• WORK REQUIRED:
Copy each of the following records word for word, keeping every line in its original order.

• EXERCISE INPUT:
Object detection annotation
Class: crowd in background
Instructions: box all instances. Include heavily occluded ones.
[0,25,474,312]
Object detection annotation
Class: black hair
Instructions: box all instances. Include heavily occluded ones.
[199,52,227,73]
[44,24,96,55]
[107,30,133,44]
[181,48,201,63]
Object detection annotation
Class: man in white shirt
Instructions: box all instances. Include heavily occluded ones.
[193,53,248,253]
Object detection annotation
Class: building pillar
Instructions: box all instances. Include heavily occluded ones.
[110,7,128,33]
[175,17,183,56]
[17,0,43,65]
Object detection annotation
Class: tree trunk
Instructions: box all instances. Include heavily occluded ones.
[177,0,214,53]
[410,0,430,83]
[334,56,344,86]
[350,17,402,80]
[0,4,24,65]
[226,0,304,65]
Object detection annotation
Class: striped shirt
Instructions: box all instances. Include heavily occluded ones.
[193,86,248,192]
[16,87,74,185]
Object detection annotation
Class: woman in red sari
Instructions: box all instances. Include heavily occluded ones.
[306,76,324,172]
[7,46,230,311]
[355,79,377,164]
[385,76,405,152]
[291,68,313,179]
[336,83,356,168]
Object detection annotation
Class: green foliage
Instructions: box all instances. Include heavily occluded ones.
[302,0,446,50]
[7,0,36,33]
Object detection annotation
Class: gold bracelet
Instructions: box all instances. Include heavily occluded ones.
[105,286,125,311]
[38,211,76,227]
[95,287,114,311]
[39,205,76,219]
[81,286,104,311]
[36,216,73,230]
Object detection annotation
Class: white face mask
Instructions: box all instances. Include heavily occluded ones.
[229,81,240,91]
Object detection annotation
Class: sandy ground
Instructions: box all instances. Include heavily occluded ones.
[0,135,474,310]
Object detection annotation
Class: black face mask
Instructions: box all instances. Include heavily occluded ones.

• EXERCISE RESULT:
Object detection annotation
Class: crowd in background
Instructions: box all instances. Include heavily occluded ones.
[0,25,474,312]
Object detection annotation
Class: black hair
Instructions: box all instances. Include heavily occluded ones.
[199,52,227,73]
[44,24,96,55]
[107,30,133,44]
[181,48,201,63]
Object detection annotation
Class: man in white shirt
Instructions: box all instances. Include heavily occluded ones.
[193,53,248,253]
Object detection annotation
Class: building pillar
Instructions: box all instances. Include heavily occluded ones.
[110,7,128,33]
[175,17,183,56]
[17,0,43,65]
Object detection annotation
Class: tree trunk
Instructions: box all instances. Include heavily occluded ones.
[177,0,214,53]
[410,0,430,83]
[334,56,344,86]
[350,17,402,80]
[0,4,24,65]
[226,0,304,65]
Object detection annotation
Class: striped shirt
Instructions: box all instances. Include heavily occluded ones.
[193,86,248,192]
[16,87,74,185]
Object detection annotation
Class: woman in red sari
Instructions: box all instances. Include heavily occluded ones.
[306,76,324,172]
[7,46,230,311]
[355,79,377,164]
[385,76,405,152]
[291,68,313,179]
[336,83,356,168]
Object detection annotation
Class: green foliage
Instructions: box all instances. Include heavily occluded ones.
[302,0,446,50]
[7,0,36,33]
Object detection annotation
Class: gold bracelet
Instructions: box all instances. Include heavily occluded ones.
[105,286,125,311]
[38,211,76,227]
[95,287,114,311]
[39,205,76,219]
[81,286,104,311]
[36,216,73,230]
Object detection annotation
Class: white face mask
Instructions: box all instances. Include heavily occluded ones.
[229,81,240,91]
Object detection annotation
Class: sandy ground
Instructions: box all instances. Include heavily occluded ones.
[0,135,474,310]
Object detection annotation
Class: black face mask
Instructions: box all instances. Include heavily occluded ones.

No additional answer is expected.